▶ **Written exercise**:
Count the lines in the records that contain the string "fountain" and give only that number.

▶ **Material shown**:

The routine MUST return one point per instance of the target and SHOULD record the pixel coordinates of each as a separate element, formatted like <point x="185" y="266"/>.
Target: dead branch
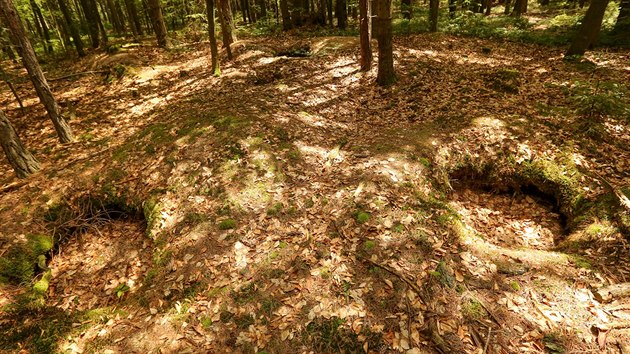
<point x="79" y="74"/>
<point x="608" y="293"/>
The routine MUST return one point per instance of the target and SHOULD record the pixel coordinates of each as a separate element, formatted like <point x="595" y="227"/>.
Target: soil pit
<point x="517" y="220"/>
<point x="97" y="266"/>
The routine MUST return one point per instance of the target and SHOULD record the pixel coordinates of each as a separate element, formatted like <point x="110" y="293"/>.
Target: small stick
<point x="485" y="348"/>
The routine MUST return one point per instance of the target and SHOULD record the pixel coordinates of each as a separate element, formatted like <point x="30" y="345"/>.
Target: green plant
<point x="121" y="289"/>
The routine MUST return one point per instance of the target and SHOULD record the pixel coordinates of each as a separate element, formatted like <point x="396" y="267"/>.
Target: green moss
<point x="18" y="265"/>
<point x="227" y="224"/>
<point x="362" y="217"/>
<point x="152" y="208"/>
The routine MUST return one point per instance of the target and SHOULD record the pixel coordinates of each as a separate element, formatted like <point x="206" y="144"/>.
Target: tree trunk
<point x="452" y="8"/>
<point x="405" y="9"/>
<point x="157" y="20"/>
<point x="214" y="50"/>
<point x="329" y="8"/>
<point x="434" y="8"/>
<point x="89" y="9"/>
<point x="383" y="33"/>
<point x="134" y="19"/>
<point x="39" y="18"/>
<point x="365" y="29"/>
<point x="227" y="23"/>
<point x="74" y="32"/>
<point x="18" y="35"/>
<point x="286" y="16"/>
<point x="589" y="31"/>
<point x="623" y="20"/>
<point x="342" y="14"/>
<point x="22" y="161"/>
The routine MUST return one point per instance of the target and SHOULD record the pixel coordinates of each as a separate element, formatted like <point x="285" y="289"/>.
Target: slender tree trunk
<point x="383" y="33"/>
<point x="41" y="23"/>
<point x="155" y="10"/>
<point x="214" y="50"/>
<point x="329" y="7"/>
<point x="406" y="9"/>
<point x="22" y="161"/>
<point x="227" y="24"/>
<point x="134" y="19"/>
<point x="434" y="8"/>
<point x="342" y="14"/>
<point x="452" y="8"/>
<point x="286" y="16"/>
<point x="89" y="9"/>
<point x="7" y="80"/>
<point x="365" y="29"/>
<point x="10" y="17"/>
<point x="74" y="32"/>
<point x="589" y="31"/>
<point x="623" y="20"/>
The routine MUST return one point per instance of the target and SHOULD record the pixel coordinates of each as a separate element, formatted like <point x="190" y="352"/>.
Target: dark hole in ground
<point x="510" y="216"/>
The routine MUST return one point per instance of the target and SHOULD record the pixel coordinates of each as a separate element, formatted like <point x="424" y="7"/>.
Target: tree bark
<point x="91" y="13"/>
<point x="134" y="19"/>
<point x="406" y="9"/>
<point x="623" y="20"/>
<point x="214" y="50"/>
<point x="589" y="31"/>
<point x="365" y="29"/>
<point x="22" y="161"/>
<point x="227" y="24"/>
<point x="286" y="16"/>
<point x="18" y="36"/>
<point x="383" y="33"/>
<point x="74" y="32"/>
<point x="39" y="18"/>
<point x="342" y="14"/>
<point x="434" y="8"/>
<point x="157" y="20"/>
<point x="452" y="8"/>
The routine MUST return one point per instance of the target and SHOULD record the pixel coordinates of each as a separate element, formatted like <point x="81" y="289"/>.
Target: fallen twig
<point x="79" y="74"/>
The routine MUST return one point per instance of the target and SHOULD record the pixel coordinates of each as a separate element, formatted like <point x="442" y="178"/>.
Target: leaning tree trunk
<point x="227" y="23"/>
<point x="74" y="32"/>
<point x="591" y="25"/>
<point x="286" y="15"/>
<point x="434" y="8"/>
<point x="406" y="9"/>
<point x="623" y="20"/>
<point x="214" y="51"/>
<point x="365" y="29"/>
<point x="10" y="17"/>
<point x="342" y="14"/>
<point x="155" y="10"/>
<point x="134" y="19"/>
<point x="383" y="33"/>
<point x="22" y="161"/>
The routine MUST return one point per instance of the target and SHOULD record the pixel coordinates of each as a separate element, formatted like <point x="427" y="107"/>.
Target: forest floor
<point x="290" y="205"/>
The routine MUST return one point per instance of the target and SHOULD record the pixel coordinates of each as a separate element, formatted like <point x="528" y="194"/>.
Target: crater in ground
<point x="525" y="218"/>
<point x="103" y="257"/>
==
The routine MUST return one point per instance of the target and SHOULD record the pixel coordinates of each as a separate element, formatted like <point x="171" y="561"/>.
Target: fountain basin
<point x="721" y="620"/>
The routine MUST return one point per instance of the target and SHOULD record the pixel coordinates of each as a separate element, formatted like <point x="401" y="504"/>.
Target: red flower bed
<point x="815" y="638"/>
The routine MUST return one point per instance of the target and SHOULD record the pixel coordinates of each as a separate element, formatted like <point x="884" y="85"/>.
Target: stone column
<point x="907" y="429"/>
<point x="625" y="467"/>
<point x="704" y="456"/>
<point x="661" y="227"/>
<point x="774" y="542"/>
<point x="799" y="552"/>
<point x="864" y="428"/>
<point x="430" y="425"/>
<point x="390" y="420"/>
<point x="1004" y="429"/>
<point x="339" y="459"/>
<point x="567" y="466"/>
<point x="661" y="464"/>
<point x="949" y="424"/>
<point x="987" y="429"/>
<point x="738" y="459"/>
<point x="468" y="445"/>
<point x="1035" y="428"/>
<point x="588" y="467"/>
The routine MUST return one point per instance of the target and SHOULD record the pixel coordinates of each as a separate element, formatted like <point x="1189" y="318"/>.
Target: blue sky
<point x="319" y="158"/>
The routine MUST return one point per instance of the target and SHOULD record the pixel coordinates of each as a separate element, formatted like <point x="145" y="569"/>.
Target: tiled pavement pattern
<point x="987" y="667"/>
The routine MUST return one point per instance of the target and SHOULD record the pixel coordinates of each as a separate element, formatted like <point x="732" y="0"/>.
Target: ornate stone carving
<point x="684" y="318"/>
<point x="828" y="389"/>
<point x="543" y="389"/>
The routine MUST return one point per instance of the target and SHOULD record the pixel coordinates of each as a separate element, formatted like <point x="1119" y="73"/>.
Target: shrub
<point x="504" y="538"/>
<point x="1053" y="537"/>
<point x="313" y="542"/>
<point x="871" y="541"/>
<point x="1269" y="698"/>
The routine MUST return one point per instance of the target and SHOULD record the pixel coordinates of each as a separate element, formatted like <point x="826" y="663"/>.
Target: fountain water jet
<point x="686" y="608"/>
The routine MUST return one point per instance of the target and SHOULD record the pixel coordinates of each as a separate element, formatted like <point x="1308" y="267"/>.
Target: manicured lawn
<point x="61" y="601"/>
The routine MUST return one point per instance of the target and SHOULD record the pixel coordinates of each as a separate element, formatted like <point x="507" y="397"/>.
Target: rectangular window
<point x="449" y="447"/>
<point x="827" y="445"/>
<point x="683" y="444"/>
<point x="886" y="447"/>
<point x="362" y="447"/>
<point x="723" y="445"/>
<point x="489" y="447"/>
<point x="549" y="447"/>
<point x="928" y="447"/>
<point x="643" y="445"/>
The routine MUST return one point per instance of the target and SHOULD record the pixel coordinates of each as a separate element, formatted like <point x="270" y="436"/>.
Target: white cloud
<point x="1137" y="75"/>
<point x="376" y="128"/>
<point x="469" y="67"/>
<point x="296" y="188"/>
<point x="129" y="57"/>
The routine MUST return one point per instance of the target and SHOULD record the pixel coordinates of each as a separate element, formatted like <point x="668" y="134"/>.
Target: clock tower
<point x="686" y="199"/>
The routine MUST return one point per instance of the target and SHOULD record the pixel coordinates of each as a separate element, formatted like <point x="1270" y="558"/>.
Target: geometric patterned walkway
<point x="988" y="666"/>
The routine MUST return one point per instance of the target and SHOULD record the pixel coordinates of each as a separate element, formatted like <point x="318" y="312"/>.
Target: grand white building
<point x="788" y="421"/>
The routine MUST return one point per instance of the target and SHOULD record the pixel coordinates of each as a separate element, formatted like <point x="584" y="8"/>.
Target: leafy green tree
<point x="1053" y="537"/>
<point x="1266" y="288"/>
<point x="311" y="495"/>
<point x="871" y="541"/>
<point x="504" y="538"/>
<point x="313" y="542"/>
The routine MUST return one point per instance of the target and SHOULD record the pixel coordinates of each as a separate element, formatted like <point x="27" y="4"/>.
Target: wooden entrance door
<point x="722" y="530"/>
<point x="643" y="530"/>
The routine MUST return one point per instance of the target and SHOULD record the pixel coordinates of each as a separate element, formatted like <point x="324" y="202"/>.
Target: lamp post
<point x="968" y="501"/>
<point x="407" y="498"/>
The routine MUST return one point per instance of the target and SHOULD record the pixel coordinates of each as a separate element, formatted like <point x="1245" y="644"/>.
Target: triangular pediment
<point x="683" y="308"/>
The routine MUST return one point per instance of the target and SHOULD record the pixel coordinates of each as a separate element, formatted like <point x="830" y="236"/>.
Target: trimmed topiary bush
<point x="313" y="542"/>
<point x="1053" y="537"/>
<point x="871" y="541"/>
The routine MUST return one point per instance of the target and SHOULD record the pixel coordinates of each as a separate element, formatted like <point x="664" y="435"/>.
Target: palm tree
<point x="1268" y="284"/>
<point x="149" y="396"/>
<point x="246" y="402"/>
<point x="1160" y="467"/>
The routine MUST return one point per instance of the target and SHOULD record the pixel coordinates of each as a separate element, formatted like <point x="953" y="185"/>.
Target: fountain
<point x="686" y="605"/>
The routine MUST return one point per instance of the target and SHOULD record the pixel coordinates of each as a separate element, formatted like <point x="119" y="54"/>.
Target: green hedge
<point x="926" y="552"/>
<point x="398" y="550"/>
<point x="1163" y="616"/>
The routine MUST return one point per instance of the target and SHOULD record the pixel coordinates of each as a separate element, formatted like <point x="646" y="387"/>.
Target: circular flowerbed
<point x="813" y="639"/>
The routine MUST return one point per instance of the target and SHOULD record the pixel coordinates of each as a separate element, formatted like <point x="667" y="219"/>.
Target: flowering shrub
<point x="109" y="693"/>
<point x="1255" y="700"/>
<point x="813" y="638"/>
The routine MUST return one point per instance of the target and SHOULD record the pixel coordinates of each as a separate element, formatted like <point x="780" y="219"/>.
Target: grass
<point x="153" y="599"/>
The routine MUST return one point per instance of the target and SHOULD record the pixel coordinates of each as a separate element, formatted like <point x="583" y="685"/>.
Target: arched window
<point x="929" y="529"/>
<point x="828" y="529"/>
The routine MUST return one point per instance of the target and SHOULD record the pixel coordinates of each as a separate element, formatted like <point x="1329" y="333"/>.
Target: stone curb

▶ **Complete answer**:
3